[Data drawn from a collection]
>> begin

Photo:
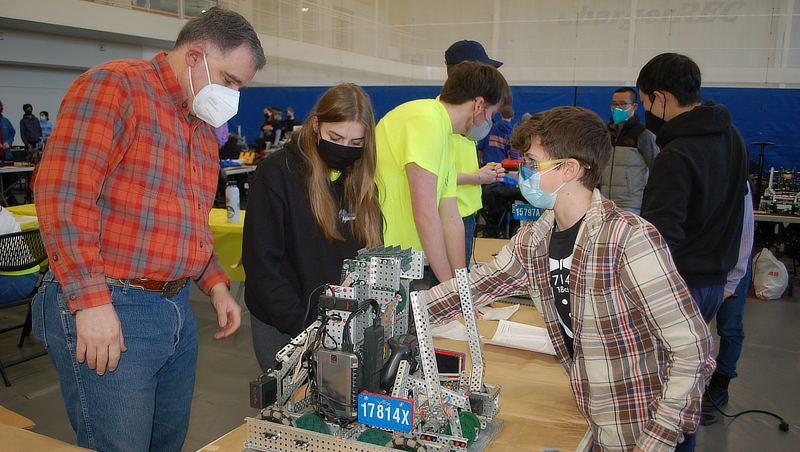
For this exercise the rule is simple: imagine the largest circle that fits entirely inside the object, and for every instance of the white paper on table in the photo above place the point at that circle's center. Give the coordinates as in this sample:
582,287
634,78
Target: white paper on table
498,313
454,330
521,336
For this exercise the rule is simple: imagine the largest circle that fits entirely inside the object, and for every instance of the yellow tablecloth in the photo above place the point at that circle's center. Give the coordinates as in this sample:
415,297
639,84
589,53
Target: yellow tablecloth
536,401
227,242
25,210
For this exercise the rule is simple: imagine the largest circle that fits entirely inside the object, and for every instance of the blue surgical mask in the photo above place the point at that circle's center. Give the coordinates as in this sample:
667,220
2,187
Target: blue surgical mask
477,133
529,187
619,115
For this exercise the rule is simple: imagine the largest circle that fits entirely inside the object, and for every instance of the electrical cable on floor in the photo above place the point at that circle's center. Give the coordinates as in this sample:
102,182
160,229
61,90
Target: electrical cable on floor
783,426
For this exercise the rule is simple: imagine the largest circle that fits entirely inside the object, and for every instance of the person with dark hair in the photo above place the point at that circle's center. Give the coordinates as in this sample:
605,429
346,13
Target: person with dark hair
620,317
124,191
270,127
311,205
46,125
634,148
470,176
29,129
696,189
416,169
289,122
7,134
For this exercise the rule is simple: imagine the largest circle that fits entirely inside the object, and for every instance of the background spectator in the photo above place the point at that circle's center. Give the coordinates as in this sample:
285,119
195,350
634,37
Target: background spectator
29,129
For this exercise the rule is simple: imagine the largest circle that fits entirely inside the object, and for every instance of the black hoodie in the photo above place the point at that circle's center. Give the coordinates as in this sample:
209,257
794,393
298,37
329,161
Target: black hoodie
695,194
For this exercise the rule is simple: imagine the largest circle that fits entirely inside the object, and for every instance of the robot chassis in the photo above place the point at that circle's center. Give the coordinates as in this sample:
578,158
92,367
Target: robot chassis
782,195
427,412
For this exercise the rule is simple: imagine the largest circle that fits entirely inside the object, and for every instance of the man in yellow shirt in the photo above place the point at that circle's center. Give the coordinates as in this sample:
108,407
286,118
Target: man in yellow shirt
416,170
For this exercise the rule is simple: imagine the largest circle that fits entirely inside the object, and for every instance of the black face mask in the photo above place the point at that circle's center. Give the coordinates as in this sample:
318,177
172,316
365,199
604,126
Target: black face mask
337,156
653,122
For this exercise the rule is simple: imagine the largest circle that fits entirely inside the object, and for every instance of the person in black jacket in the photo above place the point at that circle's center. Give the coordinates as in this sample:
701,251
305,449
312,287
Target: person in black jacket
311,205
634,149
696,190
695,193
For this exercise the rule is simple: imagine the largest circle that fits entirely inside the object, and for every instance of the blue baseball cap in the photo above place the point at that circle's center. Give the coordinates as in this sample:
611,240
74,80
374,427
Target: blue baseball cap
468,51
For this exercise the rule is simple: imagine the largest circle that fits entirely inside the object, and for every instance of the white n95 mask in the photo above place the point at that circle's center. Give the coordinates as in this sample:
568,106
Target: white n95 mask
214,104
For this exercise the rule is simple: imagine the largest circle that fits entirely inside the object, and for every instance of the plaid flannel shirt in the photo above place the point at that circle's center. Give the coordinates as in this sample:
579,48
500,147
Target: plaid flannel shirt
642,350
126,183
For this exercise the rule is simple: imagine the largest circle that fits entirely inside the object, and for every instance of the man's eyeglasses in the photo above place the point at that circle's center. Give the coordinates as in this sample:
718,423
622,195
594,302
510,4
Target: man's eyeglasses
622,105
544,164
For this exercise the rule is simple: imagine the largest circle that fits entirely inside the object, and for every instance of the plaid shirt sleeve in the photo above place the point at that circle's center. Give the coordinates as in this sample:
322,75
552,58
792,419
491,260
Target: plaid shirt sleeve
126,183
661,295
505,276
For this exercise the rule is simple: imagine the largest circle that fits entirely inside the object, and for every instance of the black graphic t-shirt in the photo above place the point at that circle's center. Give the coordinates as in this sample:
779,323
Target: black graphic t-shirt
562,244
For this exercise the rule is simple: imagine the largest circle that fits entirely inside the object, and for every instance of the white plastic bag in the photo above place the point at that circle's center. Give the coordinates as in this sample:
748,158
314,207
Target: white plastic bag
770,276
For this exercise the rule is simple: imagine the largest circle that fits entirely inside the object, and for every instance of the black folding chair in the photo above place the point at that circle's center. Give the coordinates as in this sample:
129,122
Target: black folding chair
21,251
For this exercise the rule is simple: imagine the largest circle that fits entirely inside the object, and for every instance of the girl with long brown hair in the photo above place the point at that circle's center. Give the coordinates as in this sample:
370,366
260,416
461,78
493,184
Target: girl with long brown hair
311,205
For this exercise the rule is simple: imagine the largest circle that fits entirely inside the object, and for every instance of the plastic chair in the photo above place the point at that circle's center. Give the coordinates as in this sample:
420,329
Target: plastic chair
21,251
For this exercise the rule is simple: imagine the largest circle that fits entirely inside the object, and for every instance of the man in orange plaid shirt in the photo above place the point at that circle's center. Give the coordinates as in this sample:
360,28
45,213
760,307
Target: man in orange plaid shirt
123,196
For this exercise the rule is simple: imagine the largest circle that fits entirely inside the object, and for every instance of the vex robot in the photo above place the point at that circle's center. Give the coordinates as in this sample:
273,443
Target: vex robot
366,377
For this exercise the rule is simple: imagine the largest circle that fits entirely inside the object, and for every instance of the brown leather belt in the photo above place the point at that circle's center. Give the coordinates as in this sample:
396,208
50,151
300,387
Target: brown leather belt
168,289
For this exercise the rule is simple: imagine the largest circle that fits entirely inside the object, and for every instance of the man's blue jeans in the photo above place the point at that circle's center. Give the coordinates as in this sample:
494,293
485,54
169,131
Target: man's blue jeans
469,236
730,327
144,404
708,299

>> end
>> begin

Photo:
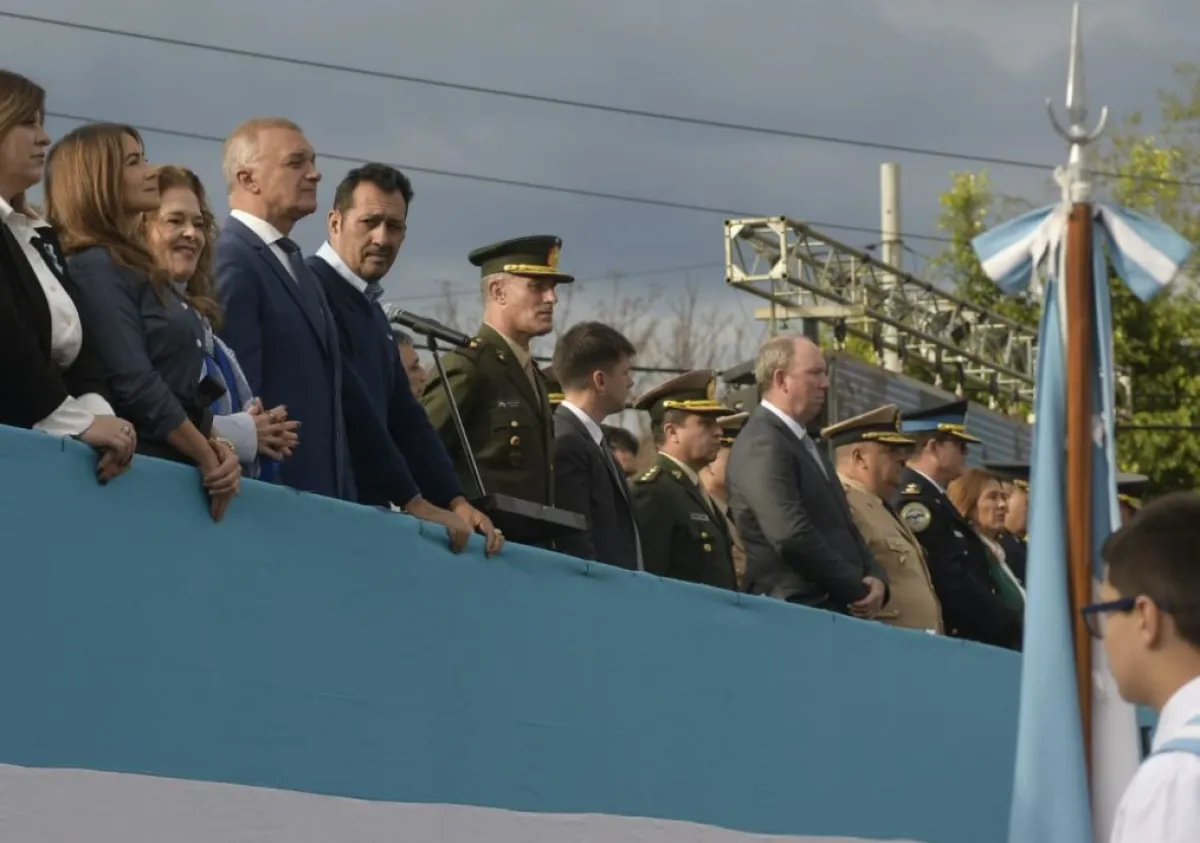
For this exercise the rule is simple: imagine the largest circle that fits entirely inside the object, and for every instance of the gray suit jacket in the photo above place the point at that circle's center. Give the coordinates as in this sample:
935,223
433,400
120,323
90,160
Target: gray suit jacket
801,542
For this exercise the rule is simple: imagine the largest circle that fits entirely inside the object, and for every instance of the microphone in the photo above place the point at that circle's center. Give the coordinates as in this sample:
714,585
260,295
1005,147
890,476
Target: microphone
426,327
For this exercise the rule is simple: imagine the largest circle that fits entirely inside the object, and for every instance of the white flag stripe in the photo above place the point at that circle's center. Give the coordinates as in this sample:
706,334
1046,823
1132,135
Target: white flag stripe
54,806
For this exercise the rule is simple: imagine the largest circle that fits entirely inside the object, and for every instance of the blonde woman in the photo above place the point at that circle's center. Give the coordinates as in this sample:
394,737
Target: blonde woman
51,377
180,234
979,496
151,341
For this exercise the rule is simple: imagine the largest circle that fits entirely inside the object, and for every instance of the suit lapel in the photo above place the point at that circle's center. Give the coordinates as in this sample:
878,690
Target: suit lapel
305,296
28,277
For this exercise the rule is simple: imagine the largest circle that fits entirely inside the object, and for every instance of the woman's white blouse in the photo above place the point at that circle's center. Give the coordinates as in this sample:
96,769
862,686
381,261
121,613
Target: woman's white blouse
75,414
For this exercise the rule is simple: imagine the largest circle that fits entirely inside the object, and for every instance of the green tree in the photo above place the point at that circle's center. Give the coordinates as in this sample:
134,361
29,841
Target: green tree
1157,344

>> end
>> begin

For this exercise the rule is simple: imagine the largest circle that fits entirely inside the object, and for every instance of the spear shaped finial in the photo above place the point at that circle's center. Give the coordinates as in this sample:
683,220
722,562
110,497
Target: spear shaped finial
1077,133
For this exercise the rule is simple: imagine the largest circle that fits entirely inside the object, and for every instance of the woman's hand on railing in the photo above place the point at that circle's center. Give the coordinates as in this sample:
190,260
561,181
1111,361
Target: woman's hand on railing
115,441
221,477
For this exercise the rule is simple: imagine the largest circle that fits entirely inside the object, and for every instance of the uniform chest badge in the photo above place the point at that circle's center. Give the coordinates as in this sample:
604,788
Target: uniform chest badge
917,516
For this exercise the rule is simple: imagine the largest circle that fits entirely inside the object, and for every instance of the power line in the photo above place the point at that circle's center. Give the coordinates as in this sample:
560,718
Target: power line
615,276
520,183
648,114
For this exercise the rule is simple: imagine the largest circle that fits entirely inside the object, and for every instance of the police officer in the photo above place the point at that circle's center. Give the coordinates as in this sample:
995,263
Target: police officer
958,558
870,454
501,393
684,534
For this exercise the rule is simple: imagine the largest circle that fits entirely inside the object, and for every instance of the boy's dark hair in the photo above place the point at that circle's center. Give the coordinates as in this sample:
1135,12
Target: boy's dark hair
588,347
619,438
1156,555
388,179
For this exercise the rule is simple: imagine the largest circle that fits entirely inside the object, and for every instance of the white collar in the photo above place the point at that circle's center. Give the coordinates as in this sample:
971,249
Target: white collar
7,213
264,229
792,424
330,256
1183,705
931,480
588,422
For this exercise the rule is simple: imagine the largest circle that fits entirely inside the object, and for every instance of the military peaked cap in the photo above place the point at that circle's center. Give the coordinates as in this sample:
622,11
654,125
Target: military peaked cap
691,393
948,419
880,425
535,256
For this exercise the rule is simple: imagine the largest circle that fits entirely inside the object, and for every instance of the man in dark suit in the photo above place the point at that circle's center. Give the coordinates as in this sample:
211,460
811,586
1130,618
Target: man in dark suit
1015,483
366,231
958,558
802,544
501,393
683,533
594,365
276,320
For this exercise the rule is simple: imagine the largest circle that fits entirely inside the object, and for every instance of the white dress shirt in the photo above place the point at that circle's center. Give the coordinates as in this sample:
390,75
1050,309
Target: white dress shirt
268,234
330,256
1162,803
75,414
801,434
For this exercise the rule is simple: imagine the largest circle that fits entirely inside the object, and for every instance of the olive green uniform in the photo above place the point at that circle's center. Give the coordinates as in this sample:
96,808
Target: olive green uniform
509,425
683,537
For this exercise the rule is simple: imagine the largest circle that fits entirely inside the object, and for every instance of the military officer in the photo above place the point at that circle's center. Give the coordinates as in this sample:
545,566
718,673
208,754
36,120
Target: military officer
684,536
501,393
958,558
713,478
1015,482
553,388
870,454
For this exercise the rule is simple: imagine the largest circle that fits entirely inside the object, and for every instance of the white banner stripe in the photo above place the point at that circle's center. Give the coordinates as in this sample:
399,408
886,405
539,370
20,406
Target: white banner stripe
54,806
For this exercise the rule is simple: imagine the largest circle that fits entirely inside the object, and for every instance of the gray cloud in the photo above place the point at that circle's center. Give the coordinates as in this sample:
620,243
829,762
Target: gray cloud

>> end

EXERCISE BRIEF » Copy the material word for word, starting at the line containing "the white banner" and ending after the line containing "Target: gray cloud".

REPLY TO THE TASK »
For this exercise the rule is simple: imagine the largest circle that fits entirely inside the object, and for every instance of the white banner stripe in the photo above place the point at that circle's center. Give the coordinates as in this sample:
399,408
886,405
539,370
20,406
Target: white banner stripe
54,806
For this exercise the rule is simple: imagine the largest circle that fits entirely inside the object, and for every instance of the gray cloud in the photo above place the point at that circle's center. Give the coordinates as in this sample:
620,243
829,762
Target: gray cloud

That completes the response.